DATA EXCERPTS Block Start
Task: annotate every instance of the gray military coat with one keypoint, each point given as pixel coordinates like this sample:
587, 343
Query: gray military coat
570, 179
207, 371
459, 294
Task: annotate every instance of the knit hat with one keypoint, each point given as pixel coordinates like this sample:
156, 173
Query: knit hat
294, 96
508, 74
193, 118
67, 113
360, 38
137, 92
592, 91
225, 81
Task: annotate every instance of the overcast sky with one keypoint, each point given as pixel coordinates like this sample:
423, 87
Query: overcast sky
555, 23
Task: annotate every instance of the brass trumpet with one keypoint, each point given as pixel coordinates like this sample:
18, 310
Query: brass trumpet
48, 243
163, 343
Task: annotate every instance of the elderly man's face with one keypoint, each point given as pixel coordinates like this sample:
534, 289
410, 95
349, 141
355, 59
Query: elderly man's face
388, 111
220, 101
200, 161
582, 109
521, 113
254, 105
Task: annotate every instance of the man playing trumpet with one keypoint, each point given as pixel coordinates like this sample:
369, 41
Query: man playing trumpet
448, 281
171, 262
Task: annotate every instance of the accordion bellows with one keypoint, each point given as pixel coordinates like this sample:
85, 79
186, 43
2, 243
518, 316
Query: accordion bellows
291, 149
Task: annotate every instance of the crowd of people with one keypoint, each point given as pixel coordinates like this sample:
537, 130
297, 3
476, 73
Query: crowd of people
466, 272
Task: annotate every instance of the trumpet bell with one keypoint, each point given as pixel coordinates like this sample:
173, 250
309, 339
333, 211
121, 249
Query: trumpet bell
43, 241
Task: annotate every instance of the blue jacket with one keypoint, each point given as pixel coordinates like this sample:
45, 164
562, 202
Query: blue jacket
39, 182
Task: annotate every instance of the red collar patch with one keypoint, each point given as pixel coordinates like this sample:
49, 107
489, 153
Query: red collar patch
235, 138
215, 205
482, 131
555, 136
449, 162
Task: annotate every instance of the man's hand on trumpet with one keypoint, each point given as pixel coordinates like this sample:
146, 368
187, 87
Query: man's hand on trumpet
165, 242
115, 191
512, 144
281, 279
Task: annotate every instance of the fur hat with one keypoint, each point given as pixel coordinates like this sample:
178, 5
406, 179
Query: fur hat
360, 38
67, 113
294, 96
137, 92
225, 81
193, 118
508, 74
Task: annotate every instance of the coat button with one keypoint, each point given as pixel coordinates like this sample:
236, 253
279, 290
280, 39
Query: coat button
DATA EXCERPTS Block End
**THE PROBLEM:** Return every line above exactly as it stands.

**WRITTEN ANSWER:**
Task: annotate every instance of the gray military coat with one keypoint, each point given as pixel coordinates like this sample:
587, 343
Query: gray military coat
570, 179
207, 371
459, 294
Task: annotate every instance of the knit hat with one keypoint, each point given as pixel coordinates like this sample:
156, 173
Query: knit hat
294, 96
508, 74
193, 118
67, 113
360, 38
137, 92
592, 91
225, 81
Task: annotate every instance of the overcast sky with one keypoint, each point given as pixel coordinates like this sample:
423, 87
Query: overcast sky
555, 23
Task: annotate every instance of the brass trumpet with one keypoint, each point given as pixel coordinates like this sample:
18, 310
Query: brass trumpet
48, 243
163, 343
Task: annotate every instance of the elderly man's face with one keypoint, each point given as pixel coordinates like this sample:
534, 289
410, 95
349, 141
355, 59
Query: elderly man's face
388, 111
220, 101
200, 161
582, 109
521, 113
254, 105
Task: annotate every instance of the man playing trumpet with one keypoint, each point given as pixel coordinates like this sample:
369, 41
Query: man playing trumpet
448, 281
171, 262
Task: annotate every instance of the accordion bellows with one keypoint, each point given as pixel coordinates like this sample:
85, 79
186, 43
2, 243
518, 316
Query: accordion bellows
291, 149
Task: annotate every instance of the crowd of people with one keypoint, each point given as pixel coordinates like this sample:
537, 130
297, 3
476, 73
Query: crowd of people
466, 272
Task: annotate every instance of the trumpet bell with one keypoint, each point given as pixel coordinates like this sample:
173, 250
309, 339
333, 211
121, 249
Query: trumpet bell
43, 241
Task: annotate every instance of the blue jacket with one keypoint, each point given as pixel coordinates like this sample:
45, 164
562, 202
Query: blue jacket
39, 182
Task: annotate every instance of the red collar patch with one keypoint, each point given as pixel coordinates like this sample:
49, 107
489, 153
Query: red collar patch
235, 138
215, 205
482, 131
555, 136
449, 162
Task: annotate every instance of the man's hand on trumpet with one keypoint, each point given as pixel coordinates like this sample:
146, 368
187, 87
Query: man's hand on trumpet
165, 242
115, 191
512, 144
281, 279
Task: annotate every instance of the fur hat with one keypoint, each point given as pixel coordinates like this sample:
178, 5
406, 179
Query: fur hat
360, 38
67, 113
294, 96
137, 92
225, 81
193, 118
508, 74
Task: annotate every instance of the coat button with one keypoint, each point given as pixel coordinates like this sample:
236, 253
279, 290
280, 39
Query: coat button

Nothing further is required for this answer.